> What to do:
Repeat the stretch of entries below from the line with "Where can the suit" through the line with "Target: suit lapel". Include both ends and add nothing.
Extracted data START
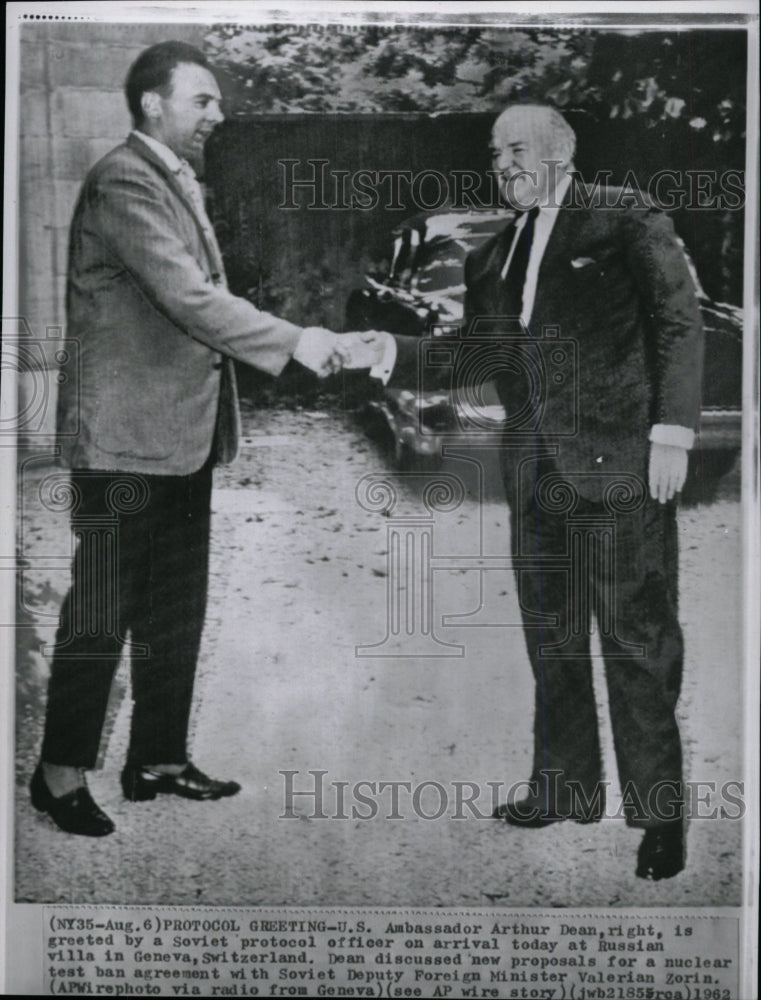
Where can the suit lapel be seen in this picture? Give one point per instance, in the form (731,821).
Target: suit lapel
Extracted data END
Extracted data START
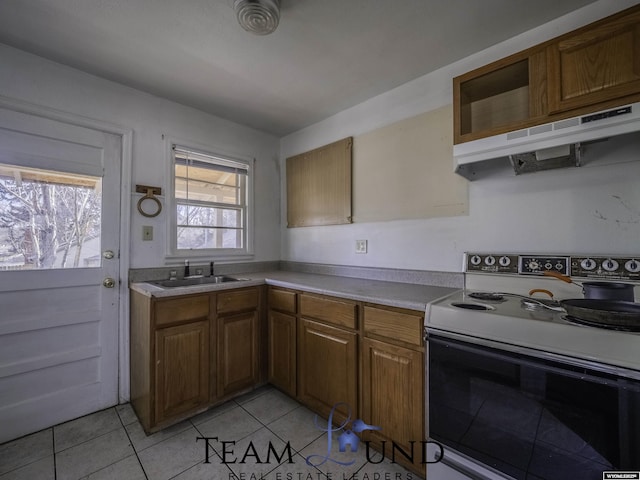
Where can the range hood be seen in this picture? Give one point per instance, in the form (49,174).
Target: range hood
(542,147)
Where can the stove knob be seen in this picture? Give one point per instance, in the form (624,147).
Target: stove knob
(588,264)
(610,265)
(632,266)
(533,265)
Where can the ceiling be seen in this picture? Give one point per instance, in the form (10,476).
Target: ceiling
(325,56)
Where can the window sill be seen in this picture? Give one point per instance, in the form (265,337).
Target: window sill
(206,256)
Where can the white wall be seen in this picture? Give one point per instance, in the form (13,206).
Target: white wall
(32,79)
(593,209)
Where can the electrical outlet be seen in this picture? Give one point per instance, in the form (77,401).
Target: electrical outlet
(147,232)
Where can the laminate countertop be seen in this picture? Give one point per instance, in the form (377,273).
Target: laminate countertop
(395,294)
Extracted data END
Extracted data START
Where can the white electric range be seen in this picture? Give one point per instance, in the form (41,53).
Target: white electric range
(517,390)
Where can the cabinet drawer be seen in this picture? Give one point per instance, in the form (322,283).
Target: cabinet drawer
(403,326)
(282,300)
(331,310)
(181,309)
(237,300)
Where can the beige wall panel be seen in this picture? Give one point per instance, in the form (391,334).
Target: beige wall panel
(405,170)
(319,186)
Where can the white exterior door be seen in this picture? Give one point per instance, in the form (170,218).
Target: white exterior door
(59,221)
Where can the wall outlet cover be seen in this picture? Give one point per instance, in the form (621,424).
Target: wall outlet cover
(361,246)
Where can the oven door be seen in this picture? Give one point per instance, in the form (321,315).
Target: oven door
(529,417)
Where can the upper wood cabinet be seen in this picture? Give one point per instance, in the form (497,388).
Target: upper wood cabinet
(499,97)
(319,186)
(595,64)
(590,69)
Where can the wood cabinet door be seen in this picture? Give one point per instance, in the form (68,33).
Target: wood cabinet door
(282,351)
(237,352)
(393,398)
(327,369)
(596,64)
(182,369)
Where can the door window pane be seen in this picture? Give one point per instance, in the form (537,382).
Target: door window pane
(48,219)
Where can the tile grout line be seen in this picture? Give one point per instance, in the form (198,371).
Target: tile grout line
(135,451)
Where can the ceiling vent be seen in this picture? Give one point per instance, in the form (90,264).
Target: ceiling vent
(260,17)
Extracted data END
> Answer to the exercise:
Where can the suit lapel be seen in this picture? Give one point per instance, in the form (731,821).
Target: suit lapel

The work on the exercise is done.